• PROBLEM TO WORK ON
Rescale the listing below by writing out every line again, requests included, with each coordinate in the answer points multiplied by 0.85 and rounded to a whole number, halves rounding up. Keep the numbers in the requests, including their format samples, unchanged.

Entries from a pointing dataset:
++++++++++
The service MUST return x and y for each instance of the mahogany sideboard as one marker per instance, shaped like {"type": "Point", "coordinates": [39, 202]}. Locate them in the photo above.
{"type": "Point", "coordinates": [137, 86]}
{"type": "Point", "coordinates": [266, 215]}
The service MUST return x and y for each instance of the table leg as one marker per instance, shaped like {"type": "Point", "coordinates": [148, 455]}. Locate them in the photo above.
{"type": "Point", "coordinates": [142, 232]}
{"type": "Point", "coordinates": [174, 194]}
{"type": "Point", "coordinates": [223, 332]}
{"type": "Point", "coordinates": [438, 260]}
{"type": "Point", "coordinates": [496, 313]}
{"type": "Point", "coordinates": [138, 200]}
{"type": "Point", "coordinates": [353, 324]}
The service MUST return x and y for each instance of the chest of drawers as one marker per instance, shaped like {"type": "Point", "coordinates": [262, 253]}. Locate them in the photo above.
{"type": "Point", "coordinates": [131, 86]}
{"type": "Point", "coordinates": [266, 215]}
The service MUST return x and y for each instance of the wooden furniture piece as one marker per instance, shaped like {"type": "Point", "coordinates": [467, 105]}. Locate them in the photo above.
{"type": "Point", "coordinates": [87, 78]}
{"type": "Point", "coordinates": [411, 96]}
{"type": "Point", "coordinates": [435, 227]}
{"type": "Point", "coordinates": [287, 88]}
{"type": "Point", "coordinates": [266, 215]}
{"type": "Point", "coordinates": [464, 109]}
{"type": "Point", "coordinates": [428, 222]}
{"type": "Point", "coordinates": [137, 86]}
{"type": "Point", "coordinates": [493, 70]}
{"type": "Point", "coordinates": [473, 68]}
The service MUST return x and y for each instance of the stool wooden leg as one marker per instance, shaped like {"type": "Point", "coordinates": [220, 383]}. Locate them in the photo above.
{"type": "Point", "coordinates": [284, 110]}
++++++++++
• SOLUTION FOR THIS PROBLEM
The service MUST return x and y for each instance of the mahogany sideboard as one marker per instance, shaped like {"type": "Point", "coordinates": [39, 202]}. Locate them in the photo above.
{"type": "Point", "coordinates": [116, 73]}
{"type": "Point", "coordinates": [226, 183]}
The service MUST return x and y for each instance of the table leg as one marker per instance, shaped like {"type": "Point", "coordinates": [148, 455]}. Locate them in the photo above.
{"type": "Point", "coordinates": [121, 197]}
{"type": "Point", "coordinates": [148, 165]}
{"type": "Point", "coordinates": [190, 282]}
{"type": "Point", "coordinates": [372, 221]}
{"type": "Point", "coordinates": [422, 266]}
{"type": "Point", "coordinates": [117, 170]}
{"type": "Point", "coordinates": [300, 275]}
The service MUST return x and y for each instance of the chest of drawers as one marker per instance, shaped like {"type": "Point", "coordinates": [262, 253]}. Locate them in the photo above.
{"type": "Point", "coordinates": [111, 73]}
{"type": "Point", "coordinates": [226, 183]}
The service MUST return x and y for each instance of the wooden furniture piece as one marker per instance, shaped like {"type": "Point", "coordinates": [467, 105]}. Locate them in the photo above.
{"type": "Point", "coordinates": [74, 66]}
{"type": "Point", "coordinates": [349, 82]}
{"type": "Point", "coordinates": [370, 193]}
{"type": "Point", "coordinates": [244, 75]}
{"type": "Point", "coordinates": [226, 183]}
{"type": "Point", "coordinates": [394, 93]}
{"type": "Point", "coordinates": [364, 189]}
{"type": "Point", "coordinates": [116, 73]}
{"type": "Point", "coordinates": [419, 60]}
{"type": "Point", "coordinates": [402, 58]}
The service MUST return x and y for each instance of the stool wooden leg as one marker per instance, shaped like {"type": "Point", "coordinates": [220, 383]}. Locate them in the photo above.
{"type": "Point", "coordinates": [241, 94]}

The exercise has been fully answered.